# Assignment
For the records that follow, give the number of lines containing the word "stone", with no added text.

# Given data
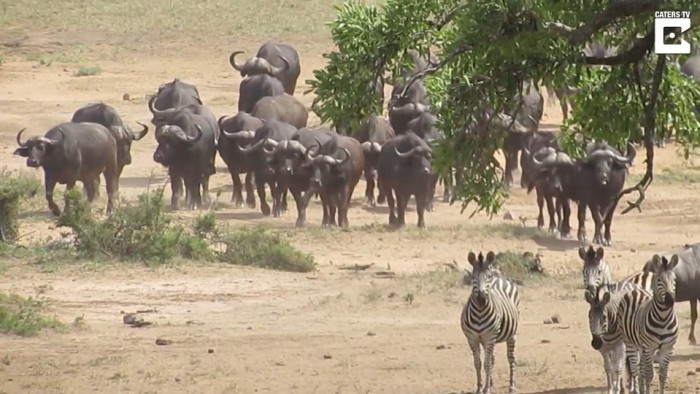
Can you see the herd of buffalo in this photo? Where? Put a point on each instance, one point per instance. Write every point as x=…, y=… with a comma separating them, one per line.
x=268, y=140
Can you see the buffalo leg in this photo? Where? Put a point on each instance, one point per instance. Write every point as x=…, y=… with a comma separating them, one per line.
x=598, y=220
x=369, y=190
x=540, y=207
x=420, y=209
x=401, y=204
x=249, y=192
x=264, y=206
x=237, y=193
x=390, y=202
x=582, y=221
x=176, y=190
x=607, y=222
x=693, y=319
x=552, y=213
x=565, y=226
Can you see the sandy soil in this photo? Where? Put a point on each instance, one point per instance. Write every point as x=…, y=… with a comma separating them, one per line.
x=238, y=330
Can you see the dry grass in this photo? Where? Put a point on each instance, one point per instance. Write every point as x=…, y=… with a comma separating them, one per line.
x=110, y=29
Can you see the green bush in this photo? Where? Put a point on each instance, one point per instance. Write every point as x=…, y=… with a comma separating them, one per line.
x=13, y=189
x=23, y=316
x=144, y=231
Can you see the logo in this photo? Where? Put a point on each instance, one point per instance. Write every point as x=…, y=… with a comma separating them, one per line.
x=671, y=24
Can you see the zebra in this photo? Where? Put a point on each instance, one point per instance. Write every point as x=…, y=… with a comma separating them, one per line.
x=649, y=322
x=596, y=272
x=606, y=335
x=490, y=316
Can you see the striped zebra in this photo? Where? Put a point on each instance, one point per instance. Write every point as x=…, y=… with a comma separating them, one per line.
x=649, y=322
x=606, y=334
x=490, y=316
x=596, y=272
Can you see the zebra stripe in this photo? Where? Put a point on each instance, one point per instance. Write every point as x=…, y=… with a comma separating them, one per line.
x=649, y=322
x=490, y=316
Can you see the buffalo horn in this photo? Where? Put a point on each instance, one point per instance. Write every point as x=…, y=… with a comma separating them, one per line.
x=141, y=134
x=232, y=60
x=239, y=134
x=19, y=141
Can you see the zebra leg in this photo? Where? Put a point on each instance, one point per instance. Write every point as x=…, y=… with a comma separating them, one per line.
x=633, y=358
x=666, y=353
x=647, y=370
x=476, y=352
x=489, y=349
x=608, y=370
x=510, y=343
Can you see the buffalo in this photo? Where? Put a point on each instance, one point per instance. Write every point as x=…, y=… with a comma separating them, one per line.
x=284, y=108
x=373, y=132
x=594, y=182
x=175, y=94
x=404, y=169
x=336, y=169
x=187, y=147
x=292, y=163
x=71, y=152
x=277, y=60
x=237, y=131
x=255, y=87
x=107, y=116
x=269, y=136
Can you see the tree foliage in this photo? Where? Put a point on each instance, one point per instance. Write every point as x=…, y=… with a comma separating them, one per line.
x=488, y=49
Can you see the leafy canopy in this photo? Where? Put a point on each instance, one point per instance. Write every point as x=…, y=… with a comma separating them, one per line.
x=487, y=50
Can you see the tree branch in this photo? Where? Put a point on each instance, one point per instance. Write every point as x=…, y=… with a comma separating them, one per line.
x=617, y=10
x=649, y=132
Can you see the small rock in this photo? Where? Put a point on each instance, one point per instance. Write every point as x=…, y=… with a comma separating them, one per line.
x=163, y=342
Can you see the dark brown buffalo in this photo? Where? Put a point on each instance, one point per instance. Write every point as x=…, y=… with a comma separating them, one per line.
x=336, y=167
x=283, y=108
x=107, y=116
x=290, y=159
x=255, y=87
x=237, y=131
x=373, y=132
x=71, y=152
x=266, y=139
x=275, y=59
x=404, y=170
x=187, y=147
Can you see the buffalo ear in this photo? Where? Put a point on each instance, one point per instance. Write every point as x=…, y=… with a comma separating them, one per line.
x=22, y=152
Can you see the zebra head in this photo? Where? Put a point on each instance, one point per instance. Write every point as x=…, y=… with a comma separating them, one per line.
x=483, y=275
x=595, y=269
x=664, y=279
x=597, y=318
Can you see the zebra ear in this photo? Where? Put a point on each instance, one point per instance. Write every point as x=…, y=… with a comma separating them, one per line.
x=471, y=257
x=599, y=253
x=673, y=263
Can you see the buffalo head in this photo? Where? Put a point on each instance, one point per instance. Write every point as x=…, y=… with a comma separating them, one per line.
x=327, y=168
x=37, y=149
x=605, y=160
x=172, y=141
x=258, y=65
x=420, y=156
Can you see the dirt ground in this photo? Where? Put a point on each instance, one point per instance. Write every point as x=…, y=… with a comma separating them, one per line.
x=237, y=330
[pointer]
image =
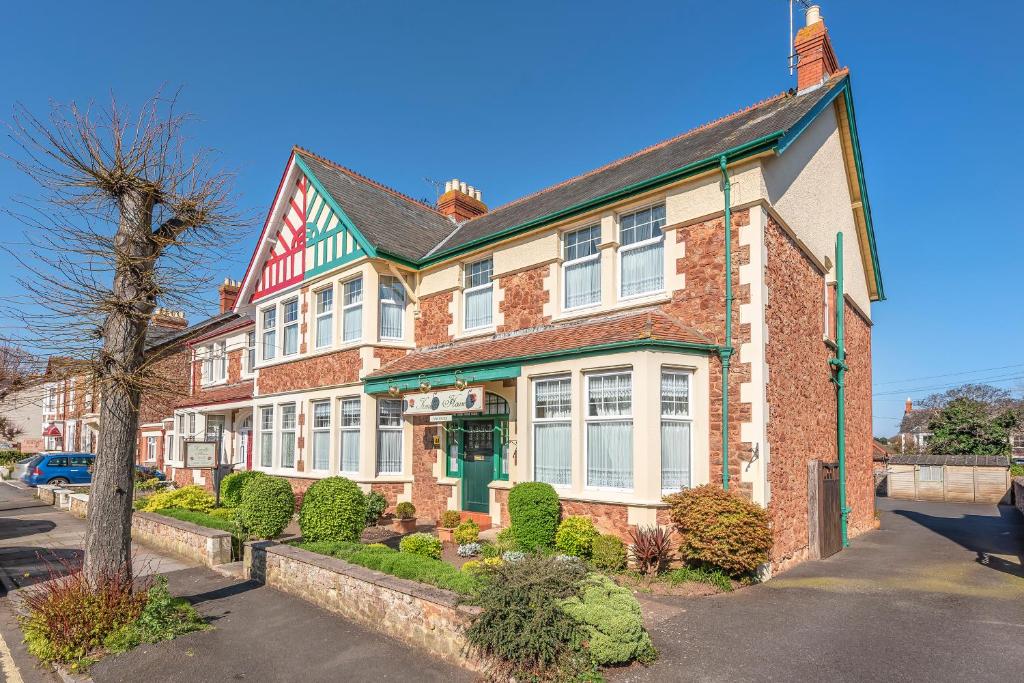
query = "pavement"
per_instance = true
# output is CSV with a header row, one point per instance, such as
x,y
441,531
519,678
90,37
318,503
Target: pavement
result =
x,y
936,594
258,634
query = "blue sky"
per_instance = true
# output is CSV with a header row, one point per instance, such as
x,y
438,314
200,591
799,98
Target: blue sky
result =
x,y
515,96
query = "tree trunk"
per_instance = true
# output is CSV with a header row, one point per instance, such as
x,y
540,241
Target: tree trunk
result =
x,y
108,540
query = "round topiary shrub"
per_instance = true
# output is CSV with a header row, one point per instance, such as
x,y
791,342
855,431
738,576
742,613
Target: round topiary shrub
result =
x,y
421,544
534,512
231,485
720,529
608,553
576,537
333,509
267,505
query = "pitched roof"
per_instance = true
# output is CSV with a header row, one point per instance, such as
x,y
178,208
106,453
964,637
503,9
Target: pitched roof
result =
x,y
962,460
651,325
391,221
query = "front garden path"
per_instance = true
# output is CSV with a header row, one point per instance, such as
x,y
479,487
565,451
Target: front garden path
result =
x,y
259,634
937,594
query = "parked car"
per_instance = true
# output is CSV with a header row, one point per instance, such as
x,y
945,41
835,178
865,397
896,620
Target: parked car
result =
x,y
59,468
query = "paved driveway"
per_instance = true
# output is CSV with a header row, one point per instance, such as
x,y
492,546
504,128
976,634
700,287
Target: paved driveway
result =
x,y
908,602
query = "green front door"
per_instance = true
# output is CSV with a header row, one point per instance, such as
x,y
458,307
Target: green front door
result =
x,y
477,465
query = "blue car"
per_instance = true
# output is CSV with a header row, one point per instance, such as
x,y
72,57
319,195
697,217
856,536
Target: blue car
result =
x,y
59,468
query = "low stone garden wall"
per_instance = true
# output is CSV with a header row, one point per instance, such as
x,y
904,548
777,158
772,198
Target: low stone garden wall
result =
x,y
199,544
417,614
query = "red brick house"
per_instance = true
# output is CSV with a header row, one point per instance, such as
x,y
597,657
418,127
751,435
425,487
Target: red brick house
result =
x,y
672,318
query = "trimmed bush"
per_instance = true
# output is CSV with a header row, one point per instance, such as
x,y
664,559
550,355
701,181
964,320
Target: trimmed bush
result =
x,y
267,505
721,529
576,537
421,544
534,512
189,498
608,553
376,505
231,485
612,623
404,510
333,509
468,531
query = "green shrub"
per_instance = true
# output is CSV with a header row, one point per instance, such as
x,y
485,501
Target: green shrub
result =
x,y
404,510
468,531
403,565
720,529
231,485
267,505
451,519
333,509
189,498
522,626
421,544
612,623
608,553
576,537
534,512
376,505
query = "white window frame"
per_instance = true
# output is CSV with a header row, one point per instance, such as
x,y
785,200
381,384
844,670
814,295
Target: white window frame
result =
x,y
543,421
625,249
588,419
568,263
679,419
324,318
467,290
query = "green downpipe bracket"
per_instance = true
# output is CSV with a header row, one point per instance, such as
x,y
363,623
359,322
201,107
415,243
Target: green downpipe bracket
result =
x,y
725,352
839,363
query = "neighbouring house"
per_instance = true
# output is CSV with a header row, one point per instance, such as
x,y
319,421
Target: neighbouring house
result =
x,y
669,319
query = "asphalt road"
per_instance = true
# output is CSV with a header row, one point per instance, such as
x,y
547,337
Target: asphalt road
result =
x,y
909,602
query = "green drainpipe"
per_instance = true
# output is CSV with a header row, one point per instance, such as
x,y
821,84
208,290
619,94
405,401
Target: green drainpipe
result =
x,y
725,352
839,363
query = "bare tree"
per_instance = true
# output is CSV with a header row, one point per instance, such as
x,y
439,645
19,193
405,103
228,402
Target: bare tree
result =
x,y
131,215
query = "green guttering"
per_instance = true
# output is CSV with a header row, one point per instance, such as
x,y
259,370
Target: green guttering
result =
x,y
511,367
839,364
725,352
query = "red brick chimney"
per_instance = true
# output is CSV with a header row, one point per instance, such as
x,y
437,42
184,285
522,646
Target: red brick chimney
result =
x,y
461,202
228,291
815,56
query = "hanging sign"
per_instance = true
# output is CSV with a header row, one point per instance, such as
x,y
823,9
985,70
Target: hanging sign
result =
x,y
469,399
201,455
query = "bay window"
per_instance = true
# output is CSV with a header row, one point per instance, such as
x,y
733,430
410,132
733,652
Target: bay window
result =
x,y
389,436
351,420
552,431
322,435
609,430
291,315
288,435
477,295
325,317
269,321
676,430
582,267
641,256
351,314
392,296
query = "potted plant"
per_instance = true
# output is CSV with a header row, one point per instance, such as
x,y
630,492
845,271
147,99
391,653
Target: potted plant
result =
x,y
445,528
404,514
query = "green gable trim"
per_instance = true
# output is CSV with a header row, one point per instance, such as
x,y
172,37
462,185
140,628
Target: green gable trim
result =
x,y
509,368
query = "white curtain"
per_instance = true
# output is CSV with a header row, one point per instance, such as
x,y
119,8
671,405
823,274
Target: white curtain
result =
x,y
478,308
675,455
552,453
609,454
643,268
583,284
388,451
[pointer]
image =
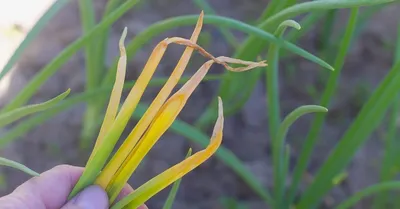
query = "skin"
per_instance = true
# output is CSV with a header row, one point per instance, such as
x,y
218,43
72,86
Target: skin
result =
x,y
50,190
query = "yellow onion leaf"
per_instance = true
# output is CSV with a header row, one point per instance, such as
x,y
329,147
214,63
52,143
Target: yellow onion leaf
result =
x,y
163,120
116,92
111,168
155,185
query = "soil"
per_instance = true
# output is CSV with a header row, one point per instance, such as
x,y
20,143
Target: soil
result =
x,y
57,140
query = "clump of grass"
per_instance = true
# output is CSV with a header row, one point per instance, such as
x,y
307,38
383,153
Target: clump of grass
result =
x,y
156,120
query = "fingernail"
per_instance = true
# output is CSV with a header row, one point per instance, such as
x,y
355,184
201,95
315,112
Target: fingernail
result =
x,y
93,197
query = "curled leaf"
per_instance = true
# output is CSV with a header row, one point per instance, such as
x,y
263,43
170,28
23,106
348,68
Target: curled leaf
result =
x,y
155,185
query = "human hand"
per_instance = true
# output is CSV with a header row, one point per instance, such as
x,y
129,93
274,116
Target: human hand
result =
x,y
50,190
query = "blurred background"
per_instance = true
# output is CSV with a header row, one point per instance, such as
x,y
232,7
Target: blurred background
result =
x,y
213,185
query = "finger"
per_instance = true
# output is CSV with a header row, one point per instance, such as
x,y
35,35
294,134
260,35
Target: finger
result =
x,y
47,191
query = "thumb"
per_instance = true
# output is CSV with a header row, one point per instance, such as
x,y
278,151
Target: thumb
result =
x,y
93,197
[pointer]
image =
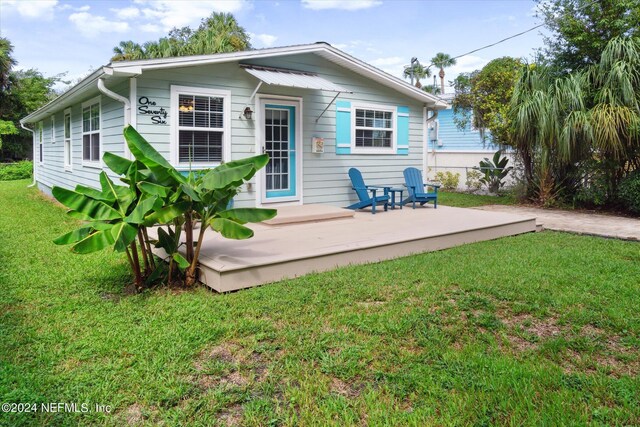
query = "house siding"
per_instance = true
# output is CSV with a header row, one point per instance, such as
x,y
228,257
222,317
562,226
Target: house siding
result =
x,y
52,172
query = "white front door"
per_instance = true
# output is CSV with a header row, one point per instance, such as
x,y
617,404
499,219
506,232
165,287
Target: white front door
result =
x,y
281,140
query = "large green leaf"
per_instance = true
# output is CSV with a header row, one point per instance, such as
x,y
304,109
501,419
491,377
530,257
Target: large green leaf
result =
x,y
244,215
94,242
153,189
73,236
118,164
145,204
230,229
166,214
123,234
91,208
123,195
222,177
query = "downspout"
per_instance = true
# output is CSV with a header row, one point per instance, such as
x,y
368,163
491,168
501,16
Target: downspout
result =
x,y
113,95
426,148
33,141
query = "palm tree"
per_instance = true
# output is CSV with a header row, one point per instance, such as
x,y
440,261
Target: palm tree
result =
x,y
417,71
6,63
442,61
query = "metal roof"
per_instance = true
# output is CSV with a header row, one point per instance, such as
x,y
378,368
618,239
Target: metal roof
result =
x,y
291,78
117,71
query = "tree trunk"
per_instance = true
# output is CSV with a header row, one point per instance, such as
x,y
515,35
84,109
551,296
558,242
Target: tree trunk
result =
x,y
136,265
190,279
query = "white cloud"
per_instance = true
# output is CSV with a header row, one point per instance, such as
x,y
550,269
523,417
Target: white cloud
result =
x,y
32,9
172,14
126,12
393,65
92,25
340,4
264,40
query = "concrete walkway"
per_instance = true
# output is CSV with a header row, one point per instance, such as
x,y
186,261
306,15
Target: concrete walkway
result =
x,y
576,222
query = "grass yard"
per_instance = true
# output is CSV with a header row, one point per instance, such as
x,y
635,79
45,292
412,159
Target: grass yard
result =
x,y
537,329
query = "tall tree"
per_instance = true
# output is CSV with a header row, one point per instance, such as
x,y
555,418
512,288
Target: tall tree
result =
x,y
442,61
580,29
21,92
483,96
218,33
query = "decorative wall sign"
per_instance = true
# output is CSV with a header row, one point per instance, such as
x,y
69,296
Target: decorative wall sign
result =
x,y
147,107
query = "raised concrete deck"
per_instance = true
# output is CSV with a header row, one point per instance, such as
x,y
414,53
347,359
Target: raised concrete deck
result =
x,y
285,251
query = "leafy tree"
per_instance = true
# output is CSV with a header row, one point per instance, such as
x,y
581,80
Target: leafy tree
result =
x,y
566,128
580,29
218,33
442,61
21,92
483,96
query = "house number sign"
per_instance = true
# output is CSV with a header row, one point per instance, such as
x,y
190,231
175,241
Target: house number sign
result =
x,y
148,107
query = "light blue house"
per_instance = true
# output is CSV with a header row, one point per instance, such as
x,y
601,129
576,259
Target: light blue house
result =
x,y
453,149
316,110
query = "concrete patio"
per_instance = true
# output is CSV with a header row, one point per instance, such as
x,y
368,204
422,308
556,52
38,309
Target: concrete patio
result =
x,y
329,239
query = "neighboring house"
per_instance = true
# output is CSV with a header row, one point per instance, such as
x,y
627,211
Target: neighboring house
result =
x,y
316,110
453,149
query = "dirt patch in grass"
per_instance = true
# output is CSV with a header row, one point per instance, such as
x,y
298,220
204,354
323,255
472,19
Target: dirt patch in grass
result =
x,y
344,389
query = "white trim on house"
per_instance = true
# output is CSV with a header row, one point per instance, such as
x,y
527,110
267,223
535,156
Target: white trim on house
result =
x,y
89,103
394,128
53,129
67,142
133,68
40,138
176,91
261,101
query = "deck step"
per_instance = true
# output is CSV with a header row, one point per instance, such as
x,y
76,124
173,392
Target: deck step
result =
x,y
308,213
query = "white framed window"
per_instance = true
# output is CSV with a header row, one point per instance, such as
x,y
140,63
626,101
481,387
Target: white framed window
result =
x,y
68,152
201,134
373,129
91,125
40,142
53,129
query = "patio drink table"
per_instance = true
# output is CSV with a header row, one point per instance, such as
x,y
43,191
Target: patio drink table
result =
x,y
391,191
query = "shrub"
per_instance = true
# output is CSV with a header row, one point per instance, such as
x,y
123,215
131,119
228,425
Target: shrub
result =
x,y
629,191
449,180
14,171
473,182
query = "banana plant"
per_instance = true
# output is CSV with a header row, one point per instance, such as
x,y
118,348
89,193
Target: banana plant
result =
x,y
114,217
198,196
494,171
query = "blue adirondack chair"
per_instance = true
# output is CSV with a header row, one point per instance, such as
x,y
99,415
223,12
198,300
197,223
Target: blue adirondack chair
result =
x,y
417,189
366,199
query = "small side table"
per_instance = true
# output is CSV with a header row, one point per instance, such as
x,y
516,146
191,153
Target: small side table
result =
x,y
391,191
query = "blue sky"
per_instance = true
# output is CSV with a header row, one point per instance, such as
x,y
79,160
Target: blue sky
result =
x,y
57,36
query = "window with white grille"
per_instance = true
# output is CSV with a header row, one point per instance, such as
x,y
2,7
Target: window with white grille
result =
x,y
202,125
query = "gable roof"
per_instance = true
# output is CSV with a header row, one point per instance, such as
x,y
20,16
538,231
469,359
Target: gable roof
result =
x,y
124,69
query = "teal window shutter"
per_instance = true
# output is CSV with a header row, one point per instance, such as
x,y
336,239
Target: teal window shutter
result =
x,y
343,127
402,125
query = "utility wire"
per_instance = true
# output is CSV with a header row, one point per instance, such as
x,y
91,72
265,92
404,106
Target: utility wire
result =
x,y
514,36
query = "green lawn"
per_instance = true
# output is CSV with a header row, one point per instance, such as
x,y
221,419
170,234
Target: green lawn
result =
x,y
537,329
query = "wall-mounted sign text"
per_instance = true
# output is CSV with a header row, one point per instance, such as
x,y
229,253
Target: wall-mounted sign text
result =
x,y
148,107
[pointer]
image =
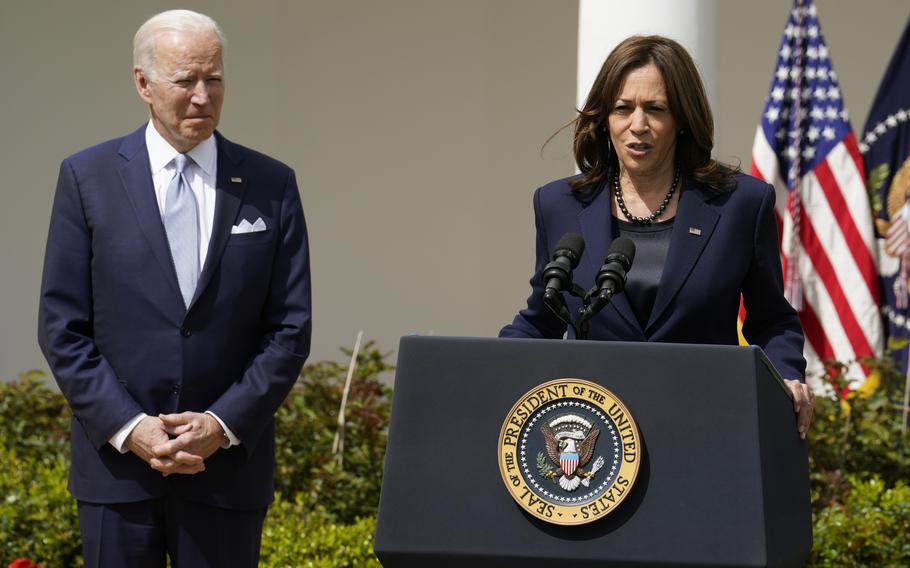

# Written solution
2